## What is being asked
Reproduce the stretch of data below, word for word, from the line containing "Mark the ceiling" through the end of the data.

----

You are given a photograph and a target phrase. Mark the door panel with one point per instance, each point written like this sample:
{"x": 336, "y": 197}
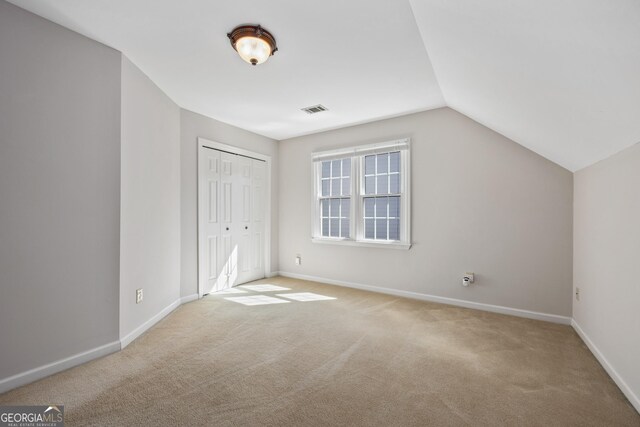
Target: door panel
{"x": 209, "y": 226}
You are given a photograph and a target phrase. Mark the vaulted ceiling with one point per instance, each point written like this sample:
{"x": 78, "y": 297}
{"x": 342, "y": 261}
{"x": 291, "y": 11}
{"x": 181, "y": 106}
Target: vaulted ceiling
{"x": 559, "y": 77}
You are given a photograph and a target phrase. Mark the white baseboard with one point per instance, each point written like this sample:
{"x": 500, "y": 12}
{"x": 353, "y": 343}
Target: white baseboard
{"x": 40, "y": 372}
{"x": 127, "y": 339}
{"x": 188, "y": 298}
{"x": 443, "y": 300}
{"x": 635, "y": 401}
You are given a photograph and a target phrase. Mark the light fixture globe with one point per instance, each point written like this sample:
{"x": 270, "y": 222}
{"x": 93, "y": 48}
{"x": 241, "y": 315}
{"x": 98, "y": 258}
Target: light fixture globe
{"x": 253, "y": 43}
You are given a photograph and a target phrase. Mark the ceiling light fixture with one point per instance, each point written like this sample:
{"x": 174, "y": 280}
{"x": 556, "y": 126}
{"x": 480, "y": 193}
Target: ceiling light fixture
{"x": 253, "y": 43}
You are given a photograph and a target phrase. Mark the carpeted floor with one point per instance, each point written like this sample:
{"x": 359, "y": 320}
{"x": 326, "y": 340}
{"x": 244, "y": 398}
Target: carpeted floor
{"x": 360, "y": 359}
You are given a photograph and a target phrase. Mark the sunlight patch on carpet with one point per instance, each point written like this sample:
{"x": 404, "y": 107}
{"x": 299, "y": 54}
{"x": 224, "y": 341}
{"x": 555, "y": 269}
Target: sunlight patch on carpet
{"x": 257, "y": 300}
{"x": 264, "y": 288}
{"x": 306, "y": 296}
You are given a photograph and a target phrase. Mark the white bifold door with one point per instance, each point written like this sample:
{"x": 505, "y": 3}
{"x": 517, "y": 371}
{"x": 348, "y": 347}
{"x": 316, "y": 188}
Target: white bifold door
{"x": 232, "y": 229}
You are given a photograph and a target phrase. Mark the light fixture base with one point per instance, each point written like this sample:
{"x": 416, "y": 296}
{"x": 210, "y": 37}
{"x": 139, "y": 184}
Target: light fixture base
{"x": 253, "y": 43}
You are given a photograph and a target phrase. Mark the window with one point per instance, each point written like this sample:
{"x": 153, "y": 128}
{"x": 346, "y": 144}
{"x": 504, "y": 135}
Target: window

----

## Result for this task
You are given a photograph and a target phrase. Mark the ceiling light fixture with one point per instance, each point written like this sample:
{"x": 174, "y": 280}
{"x": 556, "y": 126}
{"x": 480, "y": 193}
Target: ceiling light fixture
{"x": 253, "y": 43}
You are given a photograph and a target phrase. Mark the carpeted floor with one point per instance, each point written like this sample:
{"x": 359, "y": 320}
{"x": 326, "y": 340}
{"x": 244, "y": 398}
Target: carpeted floor
{"x": 360, "y": 359}
You are given a photograph and a target phrase. Mark the sunlight patch on carpet with one point per instance, each point written like this sample:
{"x": 404, "y": 107}
{"x": 299, "y": 54}
{"x": 224, "y": 341}
{"x": 555, "y": 269}
Target: sunlight patch on carpet
{"x": 257, "y": 300}
{"x": 264, "y": 288}
{"x": 306, "y": 296}
You are given a photograph and a target phrase. Mark the white bifold door with one point per instance, each point written like this sample:
{"x": 505, "y": 3}
{"x": 517, "y": 371}
{"x": 348, "y": 347}
{"x": 316, "y": 188}
Target: white bifold door
{"x": 232, "y": 229}
You are given a photograph and a target phrase. Mark the light fixture base with one point per instance, each point written like this sample:
{"x": 416, "y": 296}
{"x": 210, "y": 37}
{"x": 139, "y": 184}
Target: light fixture base
{"x": 253, "y": 43}
You are given a photograph and a target phrase. Mark the window with one point per instance, each point written like this sample:
{"x": 153, "y": 128}
{"x": 346, "y": 144}
{"x": 504, "y": 135}
Target: window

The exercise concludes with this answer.